- **Objective**: Offset by 50 every coordinate given as an answer in the material, from the line containing "Could you please locate the brick" through the end of the material, and give all of those lines again. Leave every other line, including its sample coordinates, unchanged.

- **Record list**:
»»
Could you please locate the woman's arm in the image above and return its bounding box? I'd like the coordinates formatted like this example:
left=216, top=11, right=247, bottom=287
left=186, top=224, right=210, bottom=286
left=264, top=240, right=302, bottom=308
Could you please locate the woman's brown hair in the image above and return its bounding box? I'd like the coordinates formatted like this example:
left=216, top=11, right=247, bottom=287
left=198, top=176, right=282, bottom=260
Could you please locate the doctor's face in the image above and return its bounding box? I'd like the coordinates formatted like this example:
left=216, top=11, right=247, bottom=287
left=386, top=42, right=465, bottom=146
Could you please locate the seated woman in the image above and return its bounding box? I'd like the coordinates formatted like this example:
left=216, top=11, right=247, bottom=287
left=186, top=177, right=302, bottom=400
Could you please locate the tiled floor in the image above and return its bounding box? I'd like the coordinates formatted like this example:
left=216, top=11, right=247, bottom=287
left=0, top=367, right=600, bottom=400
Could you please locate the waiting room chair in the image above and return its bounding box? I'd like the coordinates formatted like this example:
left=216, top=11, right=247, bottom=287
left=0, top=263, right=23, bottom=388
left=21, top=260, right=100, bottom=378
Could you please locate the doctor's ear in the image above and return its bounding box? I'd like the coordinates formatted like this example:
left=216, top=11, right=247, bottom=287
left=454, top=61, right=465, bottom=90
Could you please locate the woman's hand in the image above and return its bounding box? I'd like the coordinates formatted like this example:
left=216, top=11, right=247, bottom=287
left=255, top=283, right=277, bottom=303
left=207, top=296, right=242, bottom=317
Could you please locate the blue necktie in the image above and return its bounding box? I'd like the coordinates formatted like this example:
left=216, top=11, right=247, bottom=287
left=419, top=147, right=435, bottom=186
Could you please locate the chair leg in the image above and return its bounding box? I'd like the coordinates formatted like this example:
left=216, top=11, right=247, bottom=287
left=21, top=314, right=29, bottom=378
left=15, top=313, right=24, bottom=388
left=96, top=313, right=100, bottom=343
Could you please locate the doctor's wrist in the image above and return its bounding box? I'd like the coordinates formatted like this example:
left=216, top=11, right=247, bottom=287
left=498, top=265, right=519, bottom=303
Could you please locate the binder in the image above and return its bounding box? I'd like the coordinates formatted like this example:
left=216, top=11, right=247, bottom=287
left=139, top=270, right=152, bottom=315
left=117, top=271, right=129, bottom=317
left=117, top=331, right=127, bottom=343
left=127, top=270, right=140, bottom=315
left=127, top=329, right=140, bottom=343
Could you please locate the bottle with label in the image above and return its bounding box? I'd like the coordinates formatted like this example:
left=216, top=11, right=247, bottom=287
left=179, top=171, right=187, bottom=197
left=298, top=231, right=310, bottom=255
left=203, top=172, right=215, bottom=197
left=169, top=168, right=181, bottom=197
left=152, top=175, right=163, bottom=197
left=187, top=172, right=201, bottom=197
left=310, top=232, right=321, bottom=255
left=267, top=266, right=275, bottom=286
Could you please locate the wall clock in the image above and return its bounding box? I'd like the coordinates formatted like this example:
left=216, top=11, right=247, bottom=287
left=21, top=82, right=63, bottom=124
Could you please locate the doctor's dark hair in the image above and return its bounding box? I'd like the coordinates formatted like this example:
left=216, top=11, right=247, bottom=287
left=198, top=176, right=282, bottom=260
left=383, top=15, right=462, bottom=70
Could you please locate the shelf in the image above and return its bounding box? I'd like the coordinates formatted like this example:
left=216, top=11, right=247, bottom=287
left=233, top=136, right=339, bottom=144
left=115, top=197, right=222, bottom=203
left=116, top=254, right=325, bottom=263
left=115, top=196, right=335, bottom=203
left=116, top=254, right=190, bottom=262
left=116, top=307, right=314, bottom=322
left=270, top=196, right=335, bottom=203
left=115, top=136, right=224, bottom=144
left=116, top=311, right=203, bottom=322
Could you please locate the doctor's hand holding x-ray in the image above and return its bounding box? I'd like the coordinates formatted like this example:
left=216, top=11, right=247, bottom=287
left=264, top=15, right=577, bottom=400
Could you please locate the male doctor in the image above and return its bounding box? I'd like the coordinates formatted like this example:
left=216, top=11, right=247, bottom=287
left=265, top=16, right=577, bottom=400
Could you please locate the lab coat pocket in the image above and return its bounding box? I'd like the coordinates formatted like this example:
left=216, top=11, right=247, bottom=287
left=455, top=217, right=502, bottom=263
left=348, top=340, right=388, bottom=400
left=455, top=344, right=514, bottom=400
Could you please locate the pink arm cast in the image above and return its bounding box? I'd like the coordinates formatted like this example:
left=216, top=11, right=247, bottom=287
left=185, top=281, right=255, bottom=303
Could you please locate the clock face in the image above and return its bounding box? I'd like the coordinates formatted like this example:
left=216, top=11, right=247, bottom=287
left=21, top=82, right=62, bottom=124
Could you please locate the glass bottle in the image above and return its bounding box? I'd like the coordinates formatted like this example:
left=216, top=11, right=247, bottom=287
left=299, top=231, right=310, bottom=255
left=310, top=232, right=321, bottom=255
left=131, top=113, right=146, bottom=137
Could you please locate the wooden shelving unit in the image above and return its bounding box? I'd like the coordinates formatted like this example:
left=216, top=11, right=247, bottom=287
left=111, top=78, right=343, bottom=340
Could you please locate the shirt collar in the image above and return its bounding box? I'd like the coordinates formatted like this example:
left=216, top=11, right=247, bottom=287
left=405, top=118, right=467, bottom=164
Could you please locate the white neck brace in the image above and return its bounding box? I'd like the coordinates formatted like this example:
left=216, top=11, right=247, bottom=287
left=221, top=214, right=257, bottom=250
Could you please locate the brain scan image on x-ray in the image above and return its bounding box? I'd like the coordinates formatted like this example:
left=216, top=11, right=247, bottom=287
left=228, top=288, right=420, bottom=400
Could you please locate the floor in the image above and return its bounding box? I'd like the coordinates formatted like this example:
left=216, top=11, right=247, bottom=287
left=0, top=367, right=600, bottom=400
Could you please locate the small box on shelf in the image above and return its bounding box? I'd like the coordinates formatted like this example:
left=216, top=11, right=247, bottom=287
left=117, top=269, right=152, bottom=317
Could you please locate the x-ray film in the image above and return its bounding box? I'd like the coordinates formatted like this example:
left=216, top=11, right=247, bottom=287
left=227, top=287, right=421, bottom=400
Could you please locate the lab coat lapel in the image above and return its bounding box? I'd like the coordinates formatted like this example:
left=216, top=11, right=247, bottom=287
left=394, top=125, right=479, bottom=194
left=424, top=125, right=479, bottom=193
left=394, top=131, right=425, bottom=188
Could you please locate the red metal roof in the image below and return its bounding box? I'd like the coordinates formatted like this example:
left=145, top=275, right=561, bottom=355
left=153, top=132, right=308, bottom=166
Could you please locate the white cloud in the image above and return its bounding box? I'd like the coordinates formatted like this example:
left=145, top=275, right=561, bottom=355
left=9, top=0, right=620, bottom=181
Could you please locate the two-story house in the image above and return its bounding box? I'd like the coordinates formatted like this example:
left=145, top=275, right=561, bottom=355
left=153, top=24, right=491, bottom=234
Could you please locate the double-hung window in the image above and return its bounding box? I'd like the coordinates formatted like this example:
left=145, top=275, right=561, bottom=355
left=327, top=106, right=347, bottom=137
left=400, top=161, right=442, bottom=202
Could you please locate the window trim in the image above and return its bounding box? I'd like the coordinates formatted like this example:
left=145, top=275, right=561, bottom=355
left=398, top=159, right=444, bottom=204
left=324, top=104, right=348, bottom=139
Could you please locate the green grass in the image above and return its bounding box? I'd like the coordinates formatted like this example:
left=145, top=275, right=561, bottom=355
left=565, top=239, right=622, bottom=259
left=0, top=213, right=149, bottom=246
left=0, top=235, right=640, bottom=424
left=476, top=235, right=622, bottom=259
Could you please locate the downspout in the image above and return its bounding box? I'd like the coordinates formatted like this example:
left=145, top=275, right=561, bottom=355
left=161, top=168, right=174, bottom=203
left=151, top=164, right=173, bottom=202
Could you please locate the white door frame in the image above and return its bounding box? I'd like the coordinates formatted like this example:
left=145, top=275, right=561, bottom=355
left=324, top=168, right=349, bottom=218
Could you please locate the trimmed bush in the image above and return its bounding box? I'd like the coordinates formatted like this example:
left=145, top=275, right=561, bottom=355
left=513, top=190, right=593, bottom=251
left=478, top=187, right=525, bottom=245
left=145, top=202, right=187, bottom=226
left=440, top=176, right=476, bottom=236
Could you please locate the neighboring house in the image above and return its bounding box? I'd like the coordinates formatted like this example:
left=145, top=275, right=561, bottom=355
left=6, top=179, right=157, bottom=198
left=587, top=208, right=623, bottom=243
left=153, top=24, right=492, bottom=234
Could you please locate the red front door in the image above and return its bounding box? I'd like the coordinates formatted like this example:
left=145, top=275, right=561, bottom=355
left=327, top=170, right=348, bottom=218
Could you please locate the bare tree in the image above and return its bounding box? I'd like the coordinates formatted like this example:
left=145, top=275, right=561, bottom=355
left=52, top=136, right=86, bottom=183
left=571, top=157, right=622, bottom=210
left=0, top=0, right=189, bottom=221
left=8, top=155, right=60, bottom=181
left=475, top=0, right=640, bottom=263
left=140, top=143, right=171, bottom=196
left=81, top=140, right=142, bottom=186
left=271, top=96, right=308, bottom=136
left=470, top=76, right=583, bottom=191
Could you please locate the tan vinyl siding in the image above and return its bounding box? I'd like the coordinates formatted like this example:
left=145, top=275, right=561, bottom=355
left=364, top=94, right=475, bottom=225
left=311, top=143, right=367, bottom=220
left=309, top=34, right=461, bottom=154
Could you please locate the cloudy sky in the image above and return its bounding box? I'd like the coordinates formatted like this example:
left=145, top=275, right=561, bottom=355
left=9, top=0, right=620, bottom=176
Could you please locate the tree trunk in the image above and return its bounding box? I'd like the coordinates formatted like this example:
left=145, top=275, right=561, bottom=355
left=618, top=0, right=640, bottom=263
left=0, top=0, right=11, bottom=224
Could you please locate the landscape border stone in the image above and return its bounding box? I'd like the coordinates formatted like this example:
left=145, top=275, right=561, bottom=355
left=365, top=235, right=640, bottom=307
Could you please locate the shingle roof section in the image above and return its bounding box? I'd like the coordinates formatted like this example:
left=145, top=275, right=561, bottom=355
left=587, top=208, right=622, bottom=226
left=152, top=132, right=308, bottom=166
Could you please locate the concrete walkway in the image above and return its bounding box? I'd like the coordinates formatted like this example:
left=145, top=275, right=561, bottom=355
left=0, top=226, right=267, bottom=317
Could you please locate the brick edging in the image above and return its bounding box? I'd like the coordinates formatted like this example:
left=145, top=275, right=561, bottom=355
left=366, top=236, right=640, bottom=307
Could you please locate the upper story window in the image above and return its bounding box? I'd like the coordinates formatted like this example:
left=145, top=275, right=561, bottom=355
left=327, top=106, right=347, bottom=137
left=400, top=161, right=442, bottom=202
««
- **Output for this exercise**:
Could you please locate the brick edging in the image above and return its bounding box? I'd like the coordinates formatted like this example:
left=145, top=275, right=561, bottom=355
left=416, top=286, right=690, bottom=357
Could you please locate the upper story window in the image above and return its bounding box? I'd like the coordinates formatted like this example:
left=145, top=275, right=561, bottom=355
left=377, top=156, right=397, bottom=187
left=450, top=211, right=492, bottom=252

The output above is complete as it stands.